To be done> Recast every line of the rows below as a JSON list of strings, one string per line, with blank lines and the pictures left out.

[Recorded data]

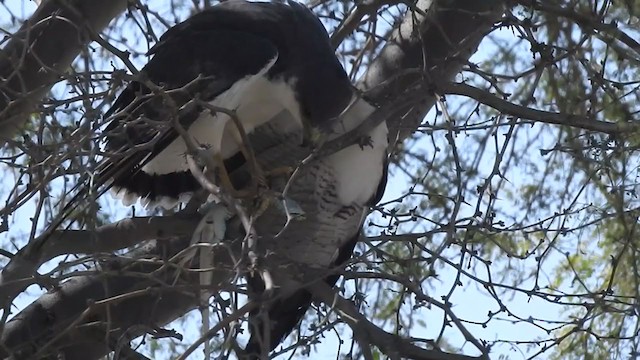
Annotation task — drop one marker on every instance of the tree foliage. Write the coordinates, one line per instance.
(509, 225)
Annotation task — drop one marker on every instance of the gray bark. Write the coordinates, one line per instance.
(43, 48)
(448, 35)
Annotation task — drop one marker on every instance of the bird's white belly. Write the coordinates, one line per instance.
(256, 101)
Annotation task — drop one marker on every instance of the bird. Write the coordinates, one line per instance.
(272, 66)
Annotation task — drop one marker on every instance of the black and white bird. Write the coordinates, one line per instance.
(273, 64)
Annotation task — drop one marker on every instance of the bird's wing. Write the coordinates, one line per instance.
(190, 63)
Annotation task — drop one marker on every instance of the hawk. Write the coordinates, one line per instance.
(273, 65)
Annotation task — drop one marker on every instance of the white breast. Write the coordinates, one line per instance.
(357, 170)
(256, 101)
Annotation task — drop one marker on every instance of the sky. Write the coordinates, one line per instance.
(471, 303)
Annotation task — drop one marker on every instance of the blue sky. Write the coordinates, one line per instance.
(470, 302)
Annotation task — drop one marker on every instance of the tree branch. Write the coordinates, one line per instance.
(393, 346)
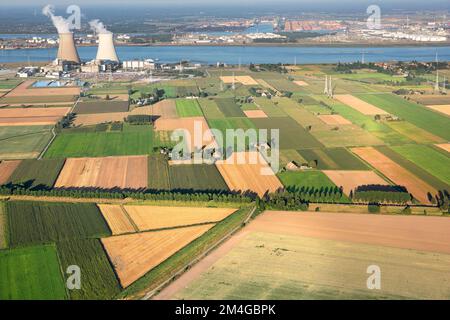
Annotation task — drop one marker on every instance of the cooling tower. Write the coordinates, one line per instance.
(67, 50)
(106, 50)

Response for this exercise>
[
  "Annotation task — drop one marker on every instance of the tree foliage. Write the coordinates, one line per instance.",
  "(509, 225)",
  "Annotation task — drop one marker on every instance of the gray bark. Write the coordinates, one line per instance.",
  "(43, 48)",
  "(448, 35)",
  "Annotation task — drop one marker on every instance of the bird's white belly. Write the coordinates, one line per instance.",
  "(256, 101)",
  "Annotation task — drop one marker on every instance of the bird. Write the coordinates, one line per instance.",
  "(272, 66)",
  "Annotation task — drop one marker on every instance of the black and white bird. Write the coordinates, one line per instance.",
  "(273, 64)",
  "Annotation task — drop one marker on every instance of the bird's wing. Write the coordinates, one line per instance.",
  "(190, 63)",
  "Annotation task — drop one marker on every instance of the hawk. Write the coordinates, one line per instance.",
  "(273, 65)",
  "Annotation task — drop one marker on every instance of the white breast. Write the coordinates, one line per instance.",
  "(357, 170)",
  "(256, 101)",
  "Annotation task — drop one marker on every instance of the sky. Write the coordinates, one line per instance.",
  "(471, 303)",
  "Annotation task — drop one marker on every instance of the blue sky. Write the coordinates, one line per instance.",
  "(470, 302)",
  "Annotation task — drop one marker on every instance of the tree branch. Write the coordinates, one line per instance.",
  "(393, 346)",
  "Annotation task — drop one marker on every instance of the cooling tower. Write the coordinates, one line per instance.",
  "(67, 50)",
  "(106, 50)"
]